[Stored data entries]
------
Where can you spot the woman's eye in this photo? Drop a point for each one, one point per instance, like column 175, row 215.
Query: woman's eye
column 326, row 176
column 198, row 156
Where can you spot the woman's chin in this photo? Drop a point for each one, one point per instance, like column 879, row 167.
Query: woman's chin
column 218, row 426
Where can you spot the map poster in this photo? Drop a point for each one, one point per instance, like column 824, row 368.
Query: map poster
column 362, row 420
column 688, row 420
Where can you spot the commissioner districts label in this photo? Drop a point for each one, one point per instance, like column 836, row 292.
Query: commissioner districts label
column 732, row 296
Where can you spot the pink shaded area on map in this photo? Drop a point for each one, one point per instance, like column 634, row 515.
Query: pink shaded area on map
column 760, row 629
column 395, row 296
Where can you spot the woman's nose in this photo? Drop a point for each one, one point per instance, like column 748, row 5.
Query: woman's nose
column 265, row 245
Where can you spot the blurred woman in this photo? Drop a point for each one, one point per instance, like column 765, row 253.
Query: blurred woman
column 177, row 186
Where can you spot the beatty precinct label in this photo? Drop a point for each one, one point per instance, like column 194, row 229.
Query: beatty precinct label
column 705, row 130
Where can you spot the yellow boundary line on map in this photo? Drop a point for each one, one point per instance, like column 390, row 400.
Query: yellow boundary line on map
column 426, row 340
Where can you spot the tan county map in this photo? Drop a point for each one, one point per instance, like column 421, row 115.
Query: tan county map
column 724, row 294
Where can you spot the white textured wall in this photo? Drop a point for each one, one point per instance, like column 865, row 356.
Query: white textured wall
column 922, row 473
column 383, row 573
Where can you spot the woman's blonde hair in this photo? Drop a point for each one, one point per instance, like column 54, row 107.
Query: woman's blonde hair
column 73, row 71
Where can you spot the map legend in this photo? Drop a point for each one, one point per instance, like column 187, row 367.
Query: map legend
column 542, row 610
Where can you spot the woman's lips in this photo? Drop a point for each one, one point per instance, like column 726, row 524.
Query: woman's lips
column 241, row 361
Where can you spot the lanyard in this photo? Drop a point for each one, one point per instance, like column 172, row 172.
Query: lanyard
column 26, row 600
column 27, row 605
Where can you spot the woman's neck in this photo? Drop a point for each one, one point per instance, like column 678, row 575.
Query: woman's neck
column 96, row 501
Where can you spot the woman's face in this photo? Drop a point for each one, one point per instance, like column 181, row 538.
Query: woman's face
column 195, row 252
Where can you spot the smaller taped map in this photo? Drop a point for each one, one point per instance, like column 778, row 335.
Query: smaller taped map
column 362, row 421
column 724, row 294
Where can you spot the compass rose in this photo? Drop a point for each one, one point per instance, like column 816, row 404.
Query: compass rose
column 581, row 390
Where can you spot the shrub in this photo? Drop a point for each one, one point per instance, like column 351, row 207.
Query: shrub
------
TASK TO CARRY OUT: Rewrite all of the records above as a numbered list, leaving out any blank lines.

EXERCISE SOLUTION:
1. Where can you spot the woman's eye in this photo? Drop a point for each one, one point per instance, like column 175, row 215.
2. Query: woman's eye
3. column 326, row 176
4. column 198, row 156
5. Where can you spot the woman's chin in this photo? Drop a point for each one, one point per instance, like column 879, row 167.
6. Query: woman's chin
7. column 218, row 426
8. Where can you spot the map poster in this photo? Drop a point for each one, one point per instance, like column 824, row 368.
9. Query: map poster
10. column 362, row 420
11. column 688, row 420
12. Where can you spot the commissioner districts label in this photo? Drop a point for each one, one point per instance, like column 836, row 292.
13. Query: commissioner districts label
14. column 732, row 296
15. Where can you spot the pink shaded area on map in this photo? Drop a point for each one, one point per instance, like column 634, row 515.
16. Query: pink shaded area on map
17. column 760, row 629
18. column 395, row 296
19. Where can you spot the woman's nose in this photo? Drop a point for each one, one point per instance, like column 748, row 5.
20. Query: woman's nose
21. column 265, row 245
22. Where can you spot the blurred woman in this photo? Drop a point for each one, one point per instance, like column 765, row 253.
23. Query: blurred woman
24. column 177, row 186
25. Where can you spot the beatty precinct label in this photo? Drop a point for each one, one point per instance, like column 194, row 229.
26. Query: beatty precinct label
27. column 705, row 130
28. Where can you spot the yellow boundary line on map in this photo? Drop a point for each one, one point per instance, like column 390, row 400.
29. Query: yellow boundary line on map
30. column 426, row 340
31. Where can you spot the tan county map in this photo? Drop a point for each one, one point per instance, like column 421, row 115.
32. Query: tan county map
33. column 724, row 294
34. Where can you spot the white textured wall in this photo? Drop a point for each one, one point per instance, like column 865, row 356.
35. Query: white textured wall
36. column 922, row 473
37. column 383, row 573
38. Where can you spot the woman's blonde hair in this photo? Drop a point for each one, one point per instance, like column 54, row 107.
39. Query: woman's blonde hair
40. column 73, row 71
41. Where can you spot the map legend in this photo? Drop a point for each one, one point per instance, like column 187, row 367.
42. Query: map legend
43. column 542, row 610
44. Where can you spot the woman's lips in this photo? Drop a point for each one, one point per instance, like column 726, row 524.
45. Query: woman's lips
46. column 241, row 361
47. Where can you spot the lanyard in this photo? Drop a point for each one, one point per instance, like column 172, row 172.
48. Query: lanyard
49. column 26, row 600
50. column 27, row 605
51. Where can you spot the woman's neck in this photo? Drop a point for each one, one point per instance, like column 678, row 575.
52. Query: woman's neck
53. column 96, row 501
54. Where can you spot the woman's face in this photo? Drop a point for each one, one point per instance, like column 181, row 538.
55. Query: woman's face
56. column 195, row 252
57. Where can you spot the smaller taped map in this photo? Drop a point for each one, one point per instance, like column 778, row 335.
58. Query: smaller taped map
59. column 362, row 421
60. column 724, row 294
61. Where can you spot the compass rose in this photo? Drop a point for each one, one point per instance, like column 816, row 404.
62. Query: compass rose
63. column 581, row 390
64. Where can you spot the shrub in this photo? Drop a point for each one, one point per instance, like column 351, row 207.
65. Query: shrub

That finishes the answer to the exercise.